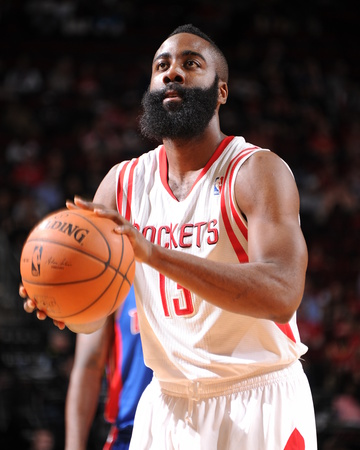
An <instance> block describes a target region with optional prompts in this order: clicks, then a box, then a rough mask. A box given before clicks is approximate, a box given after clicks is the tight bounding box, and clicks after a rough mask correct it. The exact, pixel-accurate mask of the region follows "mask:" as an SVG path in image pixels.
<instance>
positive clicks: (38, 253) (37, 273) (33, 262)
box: [31, 245, 42, 277]
mask: <svg viewBox="0 0 360 450" xmlns="http://www.w3.org/2000/svg"><path fill="white" fill-rule="evenodd" d="M41 254H42V246H37V245H36V246H35V248H34V252H33V256H32V259H31V274H32V276H33V277H38V276H40V263H41Z"/></svg>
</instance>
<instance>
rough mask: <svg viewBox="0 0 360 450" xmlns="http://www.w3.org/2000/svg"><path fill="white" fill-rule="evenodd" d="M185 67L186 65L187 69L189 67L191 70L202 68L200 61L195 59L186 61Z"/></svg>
mask: <svg viewBox="0 0 360 450" xmlns="http://www.w3.org/2000/svg"><path fill="white" fill-rule="evenodd" d="M184 65H185V67H189V68H196V67H200V63H199V62H198V61H196V60H195V59H188V60H186V62H185V64H184Z"/></svg>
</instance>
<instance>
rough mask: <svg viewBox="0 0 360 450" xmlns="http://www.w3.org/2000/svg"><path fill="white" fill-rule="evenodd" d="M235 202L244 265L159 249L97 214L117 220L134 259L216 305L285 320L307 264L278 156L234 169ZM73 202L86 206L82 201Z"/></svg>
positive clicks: (295, 198)
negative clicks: (244, 215) (205, 258)
mask: <svg viewBox="0 0 360 450" xmlns="http://www.w3.org/2000/svg"><path fill="white" fill-rule="evenodd" d="M99 198H100V197H99ZM236 201H237V203H238V206H239V208H240V210H241V211H242V212H243V213H244V214H245V216H246V217H247V220H248V236H249V238H248V239H249V240H248V251H249V263H248V264H228V263H223V264H221V263H220V264H219V263H218V262H213V261H208V260H204V259H203V258H200V257H197V256H193V255H189V254H186V253H182V252H179V251H176V250H169V249H165V248H162V247H160V246H158V245H154V244H151V243H150V242H148V241H147V240H146V239H145V238H144V237H143V236H142V235H141V233H139V232H138V231H136V230H135V229H134V227H132V226H131V225H130V224H129V223H128V222H126V221H125V219H124V218H122V217H120V216H119V215H118V214H117V213H114V212H113V211H109V210H108V211H101V210H100V209H98V213H99V214H101V215H104V216H108V217H111V218H112V219H113V220H114V221H115V222H117V223H118V224H119V225H120V227H119V232H123V233H125V234H127V235H128V237H129V238H130V240H131V242H132V245H133V248H134V252H135V256H136V258H137V260H138V261H140V262H143V263H146V264H149V265H150V266H151V267H153V268H154V269H156V270H158V271H159V272H161V273H163V274H164V275H165V276H167V277H169V278H171V279H173V280H175V281H177V282H178V283H180V284H181V285H182V286H184V287H185V288H187V289H189V290H190V291H192V292H194V293H196V294H198V295H199V296H201V297H203V298H205V299H206V300H207V301H209V302H210V303H213V304H214V305H216V306H219V307H221V308H224V309H226V310H229V311H232V312H235V313H239V314H245V315H249V316H252V317H259V318H264V319H269V320H274V321H277V322H280V323H286V322H288V321H289V320H290V318H291V316H292V315H293V313H294V312H295V310H296V309H297V308H298V306H299V304H300V301H301V298H302V294H303V288H304V282H305V271H306V266H307V249H306V244H305V241H304V238H303V235H302V232H301V229H300V226H299V220H298V214H299V196H298V191H297V188H296V185H295V181H294V179H293V177H292V175H291V173H290V172H289V170H288V169H287V168H286V166H285V164H284V163H283V162H282V161H281V160H280V158H279V157H278V156H276V155H275V154H274V153H270V152H259V153H257V154H254V155H253V156H252V157H251V158H249V160H248V161H247V162H246V163H245V164H244V166H243V167H242V168H241V169H240V170H239V173H238V177H237V180H236ZM77 203H78V204H79V205H82V206H85V205H84V204H83V203H82V201H81V200H77ZM95 209H96V206H95Z"/></svg>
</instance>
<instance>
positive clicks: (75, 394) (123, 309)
mask: <svg viewBox="0 0 360 450" xmlns="http://www.w3.org/2000/svg"><path fill="white" fill-rule="evenodd" d="M105 367H106V369H107V379H108V396H107V402H106V406H105V419H106V421H107V422H109V423H111V424H112V426H111V429H110V433H109V436H108V439H107V442H106V444H105V446H104V450H110V449H112V450H127V449H128V448H129V443H130V439H131V434H132V429H133V423H134V416H135V410H136V407H137V404H138V401H139V398H140V396H141V394H142V392H143V390H144V389H145V387H146V386H147V385H148V384H149V382H150V380H151V378H152V371H151V370H150V369H149V368H147V367H146V366H145V365H144V360H143V352H142V346H141V339H140V334H139V325H138V320H137V312H136V304H135V297H134V289H133V288H131V290H130V292H129V294H128V296H127V298H126V300H125V302H124V303H123V304H122V306H121V307H120V308H119V309H118V310H117V312H116V313H115V314H113V315H112V316H110V317H108V320H107V322H106V324H105V325H104V326H103V327H102V328H101V329H100V330H98V331H96V332H95V333H93V334H78V335H77V339H76V349H75V360H74V366H73V369H72V372H71V377H70V383H69V388H68V394H67V399H66V415H65V418H66V444H65V450H86V449H87V443H88V439H89V434H90V429H91V426H92V423H93V420H94V418H95V414H96V411H97V407H98V402H99V395H100V390H101V384H102V380H103V376H104V371H105Z"/></svg>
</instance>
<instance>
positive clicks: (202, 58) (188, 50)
mask: <svg viewBox="0 0 360 450" xmlns="http://www.w3.org/2000/svg"><path fill="white" fill-rule="evenodd" d="M181 56H198V57H199V58H201V59H202V60H203V61H204V62H206V59H205V58H204V56H203V55H202V54H201V53H198V52H194V51H193V50H184V51H183V52H182V53H181ZM170 57H171V54H170V53H169V52H163V53H160V55H158V56H157V57H156V58H154V60H153V63H154V62H155V61H157V60H159V59H161V58H165V59H169V58H170Z"/></svg>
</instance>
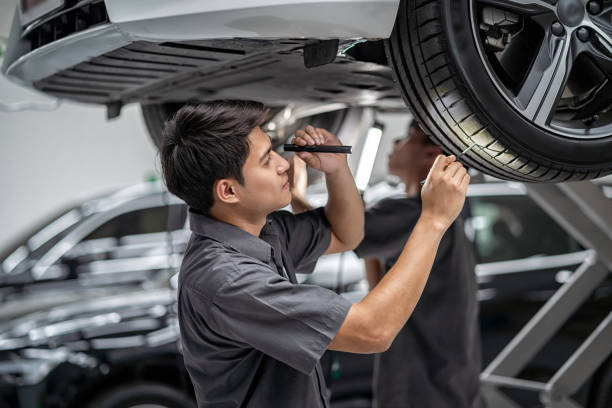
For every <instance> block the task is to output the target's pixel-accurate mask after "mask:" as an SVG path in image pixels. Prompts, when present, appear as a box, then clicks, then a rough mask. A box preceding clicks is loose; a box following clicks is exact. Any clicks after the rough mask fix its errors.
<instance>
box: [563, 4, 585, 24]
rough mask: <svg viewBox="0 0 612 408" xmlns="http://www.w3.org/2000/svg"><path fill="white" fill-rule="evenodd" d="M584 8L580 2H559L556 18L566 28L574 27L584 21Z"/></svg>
mask: <svg viewBox="0 0 612 408" xmlns="http://www.w3.org/2000/svg"><path fill="white" fill-rule="evenodd" d="M584 14H585V7H584V5H583V4H582V2H581V1H580V0H560V1H559V3H558V4H557V16H558V17H559V21H560V22H561V23H562V24H563V25H565V26H566V27H576V26H577V25H578V24H580V23H581V22H582V20H583V19H584Z"/></svg>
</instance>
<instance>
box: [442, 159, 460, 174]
mask: <svg viewBox="0 0 612 408" xmlns="http://www.w3.org/2000/svg"><path fill="white" fill-rule="evenodd" d="M462 168H463V165H462V164H461V163H459V162H453V163H451V164H449V165H448V167H447V168H446V170H445V172H446V173H448V175H449V177H455V175H456V174H457V172H458V171H459V170H460V169H462Z"/></svg>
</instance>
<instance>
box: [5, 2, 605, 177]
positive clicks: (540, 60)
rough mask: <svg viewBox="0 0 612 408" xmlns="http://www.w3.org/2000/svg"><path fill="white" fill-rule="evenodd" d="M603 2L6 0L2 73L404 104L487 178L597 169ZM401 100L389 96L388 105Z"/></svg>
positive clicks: (32, 87) (602, 70) (594, 172)
mask: <svg viewBox="0 0 612 408" xmlns="http://www.w3.org/2000/svg"><path fill="white" fill-rule="evenodd" d="M611 16H612V1H610V0H592V1H588V2H587V1H580V0H559V1H550V0H532V1H522V0H469V1H454V0H433V1H423V0H373V1H368V2H365V1H362V0H348V1H336V0H291V1H288V0H285V1H283V0H253V1H248V2H245V1H227V2H211V1H197V0H189V1H181V2H179V3H177V4H173V5H172V7H168V4H167V2H166V1H163V0H147V1H136V0H132V1H126V0H82V1H76V0H37V1H25V0H24V1H19V6H18V8H17V11H16V14H15V17H14V20H13V24H12V28H11V34H10V39H9V42H8V44H7V50H6V54H5V57H4V64H3V68H2V70H3V72H4V73H5V75H7V76H8V77H9V78H12V79H13V80H14V81H17V82H19V83H21V84H25V85H27V86H29V87H32V88H35V89H37V90H39V91H41V92H44V93H46V94H49V95H53V96H55V97H58V98H65V99H70V100H74V101H79V102H85V103H93V104H98V105H105V106H106V107H107V111H108V116H109V117H115V116H117V115H119V114H120V111H121V107H122V106H124V105H126V104H129V103H139V104H141V105H142V107H143V114H144V117H145V121H146V122H147V125H148V127H149V129H150V130H151V134H152V137H153V139H154V140H155V141H156V142H158V143H159V142H160V138H159V134H160V128H161V126H160V125H161V123H163V121H164V120H166V119H167V118H168V116H169V115H170V114H172V113H173V112H174V111H176V109H177V108H178V107H179V106H181V105H182V104H184V103H197V102H201V101H207V100H212V99H225V98H232V99H256V100H261V101H263V102H265V103H267V104H269V105H270V106H272V107H273V108H275V109H277V108H278V109H281V108H283V107H285V106H287V105H290V104H313V103H319V104H321V103H322V104H334V103H339V104H342V105H344V107H348V106H351V107H363V106H378V107H380V108H382V109H392V110H400V109H404V102H405V103H406V104H407V105H408V106H409V107H410V109H411V110H412V112H413V113H414V114H415V115H416V116H417V117H418V119H419V121H420V123H421V124H422V125H423V127H424V128H425V129H426V130H427V131H428V132H429V133H431V134H432V135H433V137H434V139H435V140H436V141H438V142H439V143H440V144H441V145H442V146H443V147H444V149H445V150H446V151H448V152H452V153H454V154H457V153H459V152H460V151H462V150H464V149H465V148H467V147H468V146H471V145H473V144H475V145H477V148H474V149H472V150H471V151H469V152H468V154H467V156H466V158H465V161H466V163H467V164H468V165H470V166H471V167H474V168H477V169H479V170H480V171H482V172H484V173H487V174H491V175H493V176H496V177H499V178H508V179H516V180H521V181H547V182H557V181H567V180H583V179H591V178H597V177H599V176H603V175H605V174H609V173H611V172H612V164H611V163H612V111H611V110H610V106H611V104H612V68H611V67H612V64H611V63H612V35H611V33H612V19H611ZM402 99H403V101H402Z"/></svg>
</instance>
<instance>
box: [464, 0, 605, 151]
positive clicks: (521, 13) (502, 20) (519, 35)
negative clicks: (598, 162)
mask: <svg viewBox="0 0 612 408" xmlns="http://www.w3.org/2000/svg"><path fill="white" fill-rule="evenodd" d="M471 4H472V5H473V6H472V16H473V20H472V29H473V32H474V33H475V39H476V40H477V41H476V42H477V44H478V47H479V51H478V52H479V54H480V57H481V59H482V61H483V63H484V65H485V68H486V69H487V71H488V73H489V76H490V77H491V79H492V80H493V83H494V84H495V86H496V87H497V89H498V90H499V91H500V93H501V95H502V96H503V97H504V98H505V99H506V101H507V102H508V103H509V104H510V105H511V106H512V107H513V108H514V109H515V110H516V111H518V112H519V113H520V114H521V116H523V117H525V118H526V119H527V120H529V121H530V122H531V123H533V124H534V125H536V126H538V127H540V128H543V129H546V130H547V131H549V132H552V133H555V134H558V135H561V136H564V137H569V138H578V139H590V138H600V137H606V136H610V135H612V0H591V1H590V2H587V1H585V0H557V1H551V0H472V1H471ZM474 5H475V7H474Z"/></svg>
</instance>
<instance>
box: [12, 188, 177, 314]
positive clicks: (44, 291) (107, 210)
mask: <svg viewBox="0 0 612 408" xmlns="http://www.w3.org/2000/svg"><path fill="white" fill-rule="evenodd" d="M186 214H187V210H186V208H185V205H184V203H183V202H182V201H180V200H179V199H177V198H176V197H174V196H173V195H171V194H169V193H168V192H167V191H165V190H164V189H162V187H161V184H160V183H144V184H140V185H136V186H133V187H130V188H126V189H121V190H118V191H115V192H113V193H111V194H108V195H105V196H103V197H98V198H95V199H91V200H87V201H85V202H84V203H82V204H80V205H77V206H74V207H73V208H70V209H68V210H66V211H64V212H62V214H61V215H60V216H57V218H55V219H52V220H51V221H47V222H45V223H44V224H43V225H42V227H40V228H38V230H37V231H36V232H34V233H32V234H28V235H27V236H26V237H25V238H24V239H22V240H20V242H18V243H17V244H15V245H13V246H12V247H11V248H9V249H8V250H6V251H4V252H5V254H4V256H2V258H0V322H3V321H6V320H9V319H12V318H15V317H18V316H20V315H23V314H26V313H28V312H33V311H37V310H44V309H47V308H49V307H52V306H55V305H59V304H63V303H69V302H72V301H76V300H80V299H90V298H92V297H97V296H102V295H111V294H115V293H124V292H128V291H131V290H134V289H136V288H142V287H159V286H167V281H168V279H169V273H174V271H175V269H176V262H178V261H177V260H176V259H175V258H173V257H172V255H171V254H172V253H174V252H176V251H180V248H184V246H185V244H186V242H187V241H186V240H187V239H188V237H189V235H188V233H187V232H186V231H185V229H184V226H185V218H186Z"/></svg>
* * * * * * *
== What to do ==
Keep only the lines of the listing that contain the word "then", and copy them.

== Solution to this task ==
An <instance> block describes a target region with optional prompts in this order: clicks, then a box, then a rough mask. A box given before clicks is approximate, a box given after clicks is the tight bounding box, and clicks after a rough mask correct it. The exact, pixel-accurate mask of the region follows "mask:" as an SVG path in image pixels.
For every <instance> block the task is to output the target's pixel-accurate mask after "mask:" as an SVG path in image pixels. Prompts, when present, appear as a box, then clicks, then a rough mask. A box preceding clicks is loose; a box following clicks is exact. Any clicks after the rough mask fix its errors.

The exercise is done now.